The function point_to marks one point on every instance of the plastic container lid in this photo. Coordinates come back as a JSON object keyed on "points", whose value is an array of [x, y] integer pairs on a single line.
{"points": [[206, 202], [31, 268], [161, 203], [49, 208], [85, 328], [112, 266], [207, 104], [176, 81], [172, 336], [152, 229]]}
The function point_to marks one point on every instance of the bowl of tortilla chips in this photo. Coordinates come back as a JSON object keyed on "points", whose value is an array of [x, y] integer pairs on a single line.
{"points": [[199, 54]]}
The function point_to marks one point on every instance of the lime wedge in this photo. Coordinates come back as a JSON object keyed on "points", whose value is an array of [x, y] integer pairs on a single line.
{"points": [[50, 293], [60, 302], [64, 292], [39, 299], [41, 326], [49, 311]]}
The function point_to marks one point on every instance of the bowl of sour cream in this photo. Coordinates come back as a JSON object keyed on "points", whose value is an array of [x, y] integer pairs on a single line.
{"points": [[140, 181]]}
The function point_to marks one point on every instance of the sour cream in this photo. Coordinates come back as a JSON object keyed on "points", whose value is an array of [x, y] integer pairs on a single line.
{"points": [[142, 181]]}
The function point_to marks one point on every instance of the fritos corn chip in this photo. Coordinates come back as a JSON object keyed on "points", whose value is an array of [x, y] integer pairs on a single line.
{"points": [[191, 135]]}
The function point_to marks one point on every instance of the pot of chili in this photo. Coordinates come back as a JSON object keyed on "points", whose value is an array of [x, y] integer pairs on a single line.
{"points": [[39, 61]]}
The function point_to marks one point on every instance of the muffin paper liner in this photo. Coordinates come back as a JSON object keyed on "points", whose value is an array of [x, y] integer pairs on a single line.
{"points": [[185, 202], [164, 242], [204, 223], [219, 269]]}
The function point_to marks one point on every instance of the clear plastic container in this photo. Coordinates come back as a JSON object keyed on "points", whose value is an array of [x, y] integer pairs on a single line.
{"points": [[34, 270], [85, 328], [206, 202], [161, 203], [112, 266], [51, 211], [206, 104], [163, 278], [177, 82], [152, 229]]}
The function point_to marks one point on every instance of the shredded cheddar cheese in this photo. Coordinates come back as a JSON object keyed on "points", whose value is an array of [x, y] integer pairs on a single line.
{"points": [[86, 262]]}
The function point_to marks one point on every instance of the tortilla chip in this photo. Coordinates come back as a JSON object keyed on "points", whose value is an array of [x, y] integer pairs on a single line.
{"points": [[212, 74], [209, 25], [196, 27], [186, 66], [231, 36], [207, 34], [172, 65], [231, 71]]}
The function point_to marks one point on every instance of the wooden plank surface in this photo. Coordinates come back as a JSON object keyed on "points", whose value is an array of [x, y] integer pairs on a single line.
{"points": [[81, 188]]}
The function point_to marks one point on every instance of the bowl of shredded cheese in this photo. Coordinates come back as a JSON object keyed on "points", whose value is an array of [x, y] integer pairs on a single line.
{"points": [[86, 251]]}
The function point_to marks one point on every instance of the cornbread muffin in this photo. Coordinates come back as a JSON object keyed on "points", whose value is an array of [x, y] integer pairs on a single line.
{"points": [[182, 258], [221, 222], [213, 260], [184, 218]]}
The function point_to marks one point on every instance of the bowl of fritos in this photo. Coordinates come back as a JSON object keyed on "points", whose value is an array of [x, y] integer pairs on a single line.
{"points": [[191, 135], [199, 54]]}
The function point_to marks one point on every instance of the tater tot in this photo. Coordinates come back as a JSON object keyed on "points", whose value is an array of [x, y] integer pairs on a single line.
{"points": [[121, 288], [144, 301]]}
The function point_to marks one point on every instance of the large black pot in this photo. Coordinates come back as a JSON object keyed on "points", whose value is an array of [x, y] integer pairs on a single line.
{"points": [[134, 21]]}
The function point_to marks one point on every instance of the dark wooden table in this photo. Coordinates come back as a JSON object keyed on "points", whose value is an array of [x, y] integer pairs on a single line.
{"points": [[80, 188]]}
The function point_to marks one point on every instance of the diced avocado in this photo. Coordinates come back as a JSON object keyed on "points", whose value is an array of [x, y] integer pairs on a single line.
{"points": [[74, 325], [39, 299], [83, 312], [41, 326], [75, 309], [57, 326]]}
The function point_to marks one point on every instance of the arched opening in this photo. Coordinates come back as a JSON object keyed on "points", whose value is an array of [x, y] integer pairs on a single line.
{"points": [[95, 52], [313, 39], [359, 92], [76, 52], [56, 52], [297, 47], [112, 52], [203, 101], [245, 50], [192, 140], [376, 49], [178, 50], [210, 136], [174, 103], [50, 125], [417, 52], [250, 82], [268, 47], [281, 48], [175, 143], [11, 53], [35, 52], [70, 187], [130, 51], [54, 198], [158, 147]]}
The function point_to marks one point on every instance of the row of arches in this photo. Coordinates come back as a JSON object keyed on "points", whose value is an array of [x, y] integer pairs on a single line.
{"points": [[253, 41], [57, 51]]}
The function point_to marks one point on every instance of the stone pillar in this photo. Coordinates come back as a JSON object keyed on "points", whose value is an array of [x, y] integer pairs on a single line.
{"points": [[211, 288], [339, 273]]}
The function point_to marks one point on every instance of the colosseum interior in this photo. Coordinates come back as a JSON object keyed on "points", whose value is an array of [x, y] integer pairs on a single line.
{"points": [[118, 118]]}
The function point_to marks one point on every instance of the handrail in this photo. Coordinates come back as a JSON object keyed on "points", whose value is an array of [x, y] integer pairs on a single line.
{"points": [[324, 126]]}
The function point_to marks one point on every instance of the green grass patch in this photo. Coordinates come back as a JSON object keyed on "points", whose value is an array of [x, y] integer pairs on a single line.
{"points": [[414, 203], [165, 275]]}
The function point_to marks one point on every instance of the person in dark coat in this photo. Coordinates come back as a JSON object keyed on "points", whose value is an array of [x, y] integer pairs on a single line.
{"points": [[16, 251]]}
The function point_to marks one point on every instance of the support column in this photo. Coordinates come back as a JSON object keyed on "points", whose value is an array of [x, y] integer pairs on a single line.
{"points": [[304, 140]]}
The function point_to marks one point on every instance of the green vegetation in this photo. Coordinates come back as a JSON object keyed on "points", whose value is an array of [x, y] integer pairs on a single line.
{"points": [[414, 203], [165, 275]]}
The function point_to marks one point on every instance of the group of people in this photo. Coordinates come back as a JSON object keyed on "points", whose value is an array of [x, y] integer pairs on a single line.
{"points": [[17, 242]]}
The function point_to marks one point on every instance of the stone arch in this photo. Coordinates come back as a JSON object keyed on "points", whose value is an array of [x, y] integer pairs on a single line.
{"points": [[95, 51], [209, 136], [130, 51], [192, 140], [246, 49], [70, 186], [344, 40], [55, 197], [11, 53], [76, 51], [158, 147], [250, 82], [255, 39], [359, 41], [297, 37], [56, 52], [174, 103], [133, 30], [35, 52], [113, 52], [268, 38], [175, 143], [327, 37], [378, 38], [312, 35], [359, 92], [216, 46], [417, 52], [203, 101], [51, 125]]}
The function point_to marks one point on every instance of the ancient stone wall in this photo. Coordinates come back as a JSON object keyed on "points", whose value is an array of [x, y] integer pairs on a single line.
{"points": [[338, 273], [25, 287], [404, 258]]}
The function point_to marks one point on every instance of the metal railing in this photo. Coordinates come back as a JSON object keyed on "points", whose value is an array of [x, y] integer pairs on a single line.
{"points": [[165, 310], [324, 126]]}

▸ **What you need to do**
Exactly as shown, repeat every record.

▸ **Exercise answer**
The function point_to marks one point on every instance of the plastic container lid in this photo. Coordinates come back as a JSON object keyed on "points", whose value is an array of [x, y] integer pairs on a single line.
{"points": [[206, 202], [31, 268], [161, 203], [49, 208], [85, 328], [112, 266], [207, 104], [176, 81], [172, 336], [152, 229]]}
The function point_to marks one point on every instance of the bowl of tortilla chips in this photo. Coordinates come back as a JSON object keyed on "points", whose value is an array of [x, y] integer pairs on a single line.
{"points": [[199, 54]]}
The function point_to marks one point on every instance of the lime wedge in this photo. Coordinates come back as a JSON object keyed on "points", whose value is an array of [x, y] integer pairs on a single line.
{"points": [[50, 293], [60, 302], [64, 292], [39, 299], [41, 326], [49, 311]]}
The function point_to marks one point on every instance of the bowl of sour cream in this photo. Coordinates come back as a JSON object keyed on "points", whose value is an array of [x, y] integer pairs on a single line.
{"points": [[140, 181]]}
The function point_to marks one point on every instance of the sour cream in this photo. Coordinates come back as a JSON object keyed on "points", whose value is an array of [x, y] integer pairs on a single line.
{"points": [[142, 181]]}
The function point_to marks one point on every instance of the fritos corn chip in this photo. Coordinates come back as a JSON object keyed on "points", whose value is an array of [x, y] integer pairs on a single line.
{"points": [[191, 135]]}
The function point_to marks one point on every instance of the pot of chili in this photo. Coordinates come back as a JSON object keyed on "points", whose value is an array of [x, y] integer pairs on a single line.
{"points": [[39, 61]]}
The function point_to marks one point on every instance of the muffin paper liner in this photo. Coordinates come back as a JSON object keyed on "points", whose value is an array of [x, y] integer pairs on a single line.
{"points": [[185, 202], [164, 242], [204, 223], [219, 269]]}
The function point_to marks one point on every instance of the clear plastic container in this photo. Coordinates come back as a JSON object keyed on "points", whose value is an array of [x, y] integer pairs on a single line.
{"points": [[34, 270], [85, 328], [206, 202], [161, 203], [112, 266], [51, 211], [206, 104], [163, 278], [177, 82], [152, 229]]}
The function point_to marks one point on every instance of the shredded cheddar cheese in this photo. Coordinates come back as a JSON object keyed on "points", whose value is an array of [x, y] integer pairs on a single line.
{"points": [[86, 262]]}
The function point_to marks one point on every instance of the tortilla chip in this photo. Coordinates come back as a JSON object keyed on "points", whose value is an array of [x, y] integer pairs on a single line.
{"points": [[212, 74], [209, 25], [196, 27], [186, 66], [231, 36], [207, 34], [172, 65], [231, 71]]}
The function point_to marks one point on every instance of the wooden plank surface in this photo. Coordinates come back as a JSON object keyed on "points", whose value is an array of [x, y] integer pairs on a single line.
{"points": [[81, 188]]}
The function point_to marks one point on every instance of the bowl of shredded cheese in this photo. Coordinates come back as a JSON object keyed on "points", whose value is an array of [x, y] integer pairs on a single line.
{"points": [[86, 251]]}
The function point_to marks one point on every instance of the cornbread muffin in this photo. Coordinates come back as a JSON object keyed on "points", whose value is an array of [x, y] integer pairs on a single line.
{"points": [[182, 258], [221, 222], [213, 260], [184, 218]]}
The function point_to marks one point on every instance of the bowl of fritos in this photo. Coordinates come back as a JSON object keyed on "points", whose value is an array of [x, y] integer pairs on a single line.
{"points": [[191, 135], [199, 54]]}
The function point_to marks one point on every instance of the tater tot in this photo. Coordinates come back as a JSON object keyed on "points", whose value is an array of [x, y] integer pairs on a single line.
{"points": [[121, 288], [144, 301]]}
The function point_to marks one point on every instance of the large black pot in this photo. Coordinates come back as a JSON object keyed on "points", whose value is an array of [x, y] integer pairs on a single line.
{"points": [[134, 21]]}
The function point_to marks one point on every instance of the dark wooden table in this photo. Coordinates come back as a JSON object keyed on "points", whose value is an array of [x, y] integer pairs on a single line.
{"points": [[80, 188]]}
The function point_to marks one point on every instance of the diced avocado in this photo. Coordinates come back as a JSON object keyed on "points", whose value is an array of [x, y] integer pairs on a single line.
{"points": [[74, 325], [39, 299], [83, 312], [41, 326], [75, 309], [57, 326]]}
The function point_to marks one point on every instance of the arched opening in this photo. Coordinates come back as a JSON object keyed on "points", whose value is an array of [x, y] integer pairs on a single line.
{"points": [[95, 52], [313, 39], [359, 92], [76, 52], [56, 52], [297, 47], [112, 52], [203, 101], [245, 50], [192, 140], [376, 49], [178, 50], [210, 136], [174, 103], [50, 125], [417, 52], [250, 82], [268, 47], [281, 48], [175, 143], [11, 53], [35, 52], [70, 187], [130, 51], [54, 198], [158, 147]]}
The function point_to marks one point on every instance of the row of arches in this photo. Coordinates come back as a JSON object keyed on "points", whose value is an array of [x, y] integer pairs on a single line.
{"points": [[253, 41], [57, 51]]}
The function point_to marks one point on every instance of the stone pillar in this photo. Coordinates come back as a JSON object keyed on "points", whose value is an array of [x, y] integer pairs on a single line.
{"points": [[211, 288], [339, 273]]}
The function point_to marks one point on every instance of the colosseum interior in this photo. Coordinates come back as a JSON object keyed on "points", whose value is an array of [x, y] integer pairs on a single line.
{"points": [[118, 118]]}
The function point_to marks one point on every instance of the handrail in this photo. Coordinates come back as a JSON object keyed on "points", whose value is an array of [x, y] integer pairs on a single line.
{"points": [[324, 126]]}
The function point_to marks one point on every instance of the green grass patch in this photo. Coordinates come back as a JSON object keyed on "points", whose value is an array of [x, y] integer pairs on a single line.
{"points": [[414, 203], [165, 275]]}
The function point_to marks one point on every instance of the person in dark coat in this photo. Coordinates come back as a JSON object keyed on "points", whose value is an array of [x, y] integer pairs on a single line.
{"points": [[16, 251]]}
The function point_to marks one point on every instance of the support column in this photo. Coordinates come back as a JSON object keyed on "points", whose value is an array of [x, y] integer pairs on a single line.
{"points": [[304, 140]]}
The function point_to marks one point on every instance of the green vegetation in this photo. Coordinates come back as a JSON object keyed on "points", whose value is an array of [x, y] integer pairs on a single line.
{"points": [[414, 203], [165, 275]]}
The function point_to marks one point on every instance of the group of people in this photo. Coordinates come back as a JSON object keyed on "points", whose value is an array of [x, y] integer pairs on a single line.
{"points": [[17, 242]]}
The function point_to marks one point on every instance of the stone arch in this photo. Coordinates come back as a JSON object keyed on "points", whose value is an array of [x, y] integer pairs on a single line.
{"points": [[95, 51], [209, 136], [130, 51], [192, 140], [246, 49], [70, 186], [344, 40], [55, 197], [11, 53], [76, 51], [158, 147], [250, 82], [255, 39], [359, 41], [297, 37], [56, 52], [174, 103], [133, 30], [35, 52], [113, 52], [268, 38], [175, 143], [327, 37], [378, 38], [312, 35], [359, 92], [216, 46], [417, 52], [203, 101], [51, 125]]}
The function point_to marks one point on every instance of the ancient stone wall in this photo. Coordinates come back as a JSON object keyed on "points", whose value is an array of [x, y] integer pairs on a single line.
{"points": [[338, 273], [25, 287], [404, 258]]}
The function point_to marks one point on every instance of the metal railing in this photo. Coordinates come back as a JSON object keyed on "points", whose value is an array of [x, y] integer pairs on a single line.
{"points": [[165, 310], [324, 126]]}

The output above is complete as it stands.